[Labeled-object pointing entries]
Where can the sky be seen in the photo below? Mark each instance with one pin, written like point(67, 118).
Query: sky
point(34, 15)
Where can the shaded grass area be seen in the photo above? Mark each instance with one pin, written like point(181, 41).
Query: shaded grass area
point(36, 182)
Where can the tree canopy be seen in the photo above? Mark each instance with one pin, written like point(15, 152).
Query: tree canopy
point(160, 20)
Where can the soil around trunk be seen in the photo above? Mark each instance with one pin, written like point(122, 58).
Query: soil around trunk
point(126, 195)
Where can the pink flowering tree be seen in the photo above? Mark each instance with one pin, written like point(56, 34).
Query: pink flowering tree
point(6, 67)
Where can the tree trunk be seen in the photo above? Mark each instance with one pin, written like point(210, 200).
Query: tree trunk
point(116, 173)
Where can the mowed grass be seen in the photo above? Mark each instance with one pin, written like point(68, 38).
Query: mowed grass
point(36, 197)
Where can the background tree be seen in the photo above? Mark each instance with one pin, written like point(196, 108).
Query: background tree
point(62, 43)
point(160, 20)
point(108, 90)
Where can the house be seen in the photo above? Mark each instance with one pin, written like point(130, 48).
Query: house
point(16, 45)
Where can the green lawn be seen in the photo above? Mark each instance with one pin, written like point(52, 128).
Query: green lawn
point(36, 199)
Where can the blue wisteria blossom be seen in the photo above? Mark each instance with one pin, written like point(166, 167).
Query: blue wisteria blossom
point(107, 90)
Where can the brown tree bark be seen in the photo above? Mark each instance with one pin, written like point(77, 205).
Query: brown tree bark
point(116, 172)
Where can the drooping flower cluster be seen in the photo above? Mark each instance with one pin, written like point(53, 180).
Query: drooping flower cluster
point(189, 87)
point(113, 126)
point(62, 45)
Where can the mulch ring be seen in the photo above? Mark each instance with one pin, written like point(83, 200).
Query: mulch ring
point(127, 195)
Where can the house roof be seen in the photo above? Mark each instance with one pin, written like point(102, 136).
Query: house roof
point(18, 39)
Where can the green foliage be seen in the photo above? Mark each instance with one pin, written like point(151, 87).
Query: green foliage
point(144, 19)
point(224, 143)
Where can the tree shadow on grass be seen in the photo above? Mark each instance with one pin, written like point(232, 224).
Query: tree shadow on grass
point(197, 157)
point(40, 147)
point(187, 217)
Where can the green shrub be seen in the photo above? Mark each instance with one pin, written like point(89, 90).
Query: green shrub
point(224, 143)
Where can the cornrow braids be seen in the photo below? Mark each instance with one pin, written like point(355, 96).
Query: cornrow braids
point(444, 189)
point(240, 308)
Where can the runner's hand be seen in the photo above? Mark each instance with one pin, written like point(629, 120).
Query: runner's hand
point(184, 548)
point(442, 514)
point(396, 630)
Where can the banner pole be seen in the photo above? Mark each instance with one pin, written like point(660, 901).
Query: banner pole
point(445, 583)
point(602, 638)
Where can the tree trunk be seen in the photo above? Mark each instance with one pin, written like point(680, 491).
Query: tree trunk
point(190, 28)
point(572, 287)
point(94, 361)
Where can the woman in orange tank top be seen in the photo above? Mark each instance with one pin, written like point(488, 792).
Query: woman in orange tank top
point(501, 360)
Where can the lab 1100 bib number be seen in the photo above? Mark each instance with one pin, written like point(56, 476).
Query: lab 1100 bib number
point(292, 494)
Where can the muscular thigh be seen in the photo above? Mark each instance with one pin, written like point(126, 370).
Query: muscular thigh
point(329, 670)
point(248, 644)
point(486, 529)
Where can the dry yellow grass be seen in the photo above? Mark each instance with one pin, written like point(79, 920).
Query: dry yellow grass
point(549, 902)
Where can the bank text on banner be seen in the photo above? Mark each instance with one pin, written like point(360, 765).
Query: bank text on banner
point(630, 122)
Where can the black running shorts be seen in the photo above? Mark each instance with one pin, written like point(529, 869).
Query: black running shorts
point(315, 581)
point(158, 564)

→ THE EXERCISE: Repeat the material word for word, in full.

→ EXERCISE ANSWER:
Where can the sky be seen in the photo below? Mark each instance with one pin, written like point(67, 118).
Query: sky
point(34, 15)
Where can the shaded grass area be seen in the photo above? Mark each instance with one pin, written like point(181, 41).
Query: shaded grass area
point(36, 182)
Where can the tree canopy be seen in the photo above? Mark each instance with one pin, written like point(15, 152).
Query: tree canopy
point(160, 20)
Where can the soil around trunk be seen in the photo above? Mark each instance with one pin, written like point(122, 58).
Query: soil around trunk
point(126, 195)
Where can the pink flowering tree be seen in the photo above? Mark each instance with one pin, written like point(56, 34).
Query: pink flowering tree
point(6, 67)
Where can the tree trunk be seen in the photo above? Mark each instance with one pin, written like point(210, 200).
Query: tree trunk
point(116, 173)
Where can the mowed grass be seen in the photo above? Mark each instance with one pin, written like point(68, 38).
Query: mowed grass
point(36, 197)
Where can the background tree be seen in the photo above? Mark each instance with one pin, written like point(196, 108).
Query: background tree
point(62, 43)
point(160, 20)
point(108, 90)
Where can the house be seen in the photo above? Mark each instance with one pin, written like point(130, 48).
Query: house
point(16, 45)
Where can the green lawn be seen in the photo above? Mark each instance with one pin, written like point(52, 128).
Query: green lawn
point(36, 199)
Where can the blue wisteria blossom be seen in the photo above? Mark each instance with one pin, written like point(166, 167).
Query: blue wisteria blossom
point(107, 90)
Where can the brown tree bark be seen in the photo above? Mark each instance with one pin, written like point(77, 205).
Query: brown tree bark
point(116, 172)
Where can the drooping flower cluster be seen in the photo above? Mark each instance with one pin, written like point(53, 180).
Query: drooping flower cluster
point(189, 87)
point(113, 126)
point(62, 45)
Where can the mulch ring be seen in the photo above? Mark each instance with one pin, written like point(83, 200).
Query: mulch ring
point(127, 195)
Where can the house roof be seen in the photo above? Mark each instance with one pin, written like point(102, 136).
Query: house roof
point(18, 39)
Where can the green foliage be seen in the photo above? Mark each instance with one pin, written like point(151, 87).
Query: green foliage
point(144, 19)
point(224, 143)
Where can the tree shadow on grass be seen in the photo above? Mark each instance with one pin, written like point(232, 224).
Query: tree shadow on grass
point(197, 157)
point(40, 147)
point(187, 217)
Where can the green shrub be seen in the photo above? Mark each instance with one pin, written like point(89, 90).
Query: green shrub
point(224, 143)
Where can the cornrow braids be seen in the photo below? Mark each instance with one pin, written like point(355, 96).
Query: cornrow braids
point(444, 189)
point(240, 308)
Where can the runner's hand be seen in the photo above? Mark each instance with one pin, written like point(629, 120).
Query: runner's hand
point(184, 548)
point(442, 514)
point(396, 630)
Where can the banner pole be seen in the photo above? Mark each instance with one pin, written like point(660, 901).
Query: banner pole
point(445, 583)
point(602, 638)
Where can the tree trunk be seen in the photo above? Mark each instance with one pin, written like point(680, 491).
Query: tree trunk
point(190, 28)
point(572, 287)
point(94, 361)
Where can the woman in orange tank top be seen in the photo above? Mark each instance with one pin, written like point(488, 792).
Query: woman in orange tank top
point(501, 360)
Where can the lab 1100 bib number be seen in the photo above? Mark each instance with one pin, written like point(56, 476).
Query: lab 1100 bib number
point(292, 494)
Where can the muscular thigh be seen in the photo above? Mark each instance with one pin, written like point(126, 370).
Query: muscular thigh
point(329, 670)
point(248, 644)
point(486, 529)
Where can the dry yellow grass be seen in the photo above? Mark each instance with one pin, written like point(79, 920).
Query: dry yellow grass
point(549, 902)
Where can the bank text on banner be seen in the photo above? Mark each instance with one pin, written like point(360, 765).
Query: bank text on banner
point(630, 122)
Where can the black running shorts be seen in the photo above? Mark each instance with one pin, written like point(529, 869).
Query: black running shorts
point(315, 581)
point(158, 564)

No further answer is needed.